— start —
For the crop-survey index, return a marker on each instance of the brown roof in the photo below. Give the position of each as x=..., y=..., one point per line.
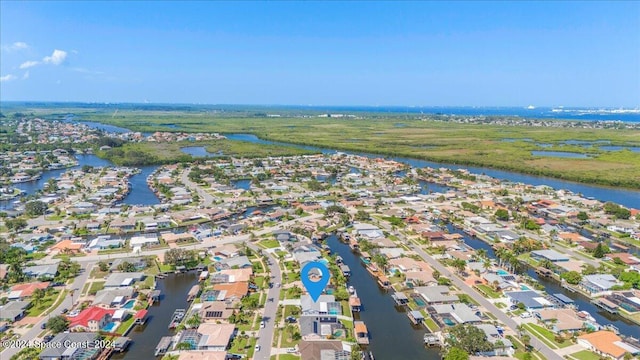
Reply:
x=603, y=341
x=234, y=290
x=311, y=349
— end —
> **EXERCISE DIRECTIONS**: Please reproduce the data above word for word, omitting the pictures.

> **RESULT OF THIS TASK**:
For the crop-survey index, return a marker on each instance of the brown roof in the photo below. Give the position of each as x=..., y=..., one point per line.
Reply:
x=603, y=341
x=234, y=290
x=311, y=349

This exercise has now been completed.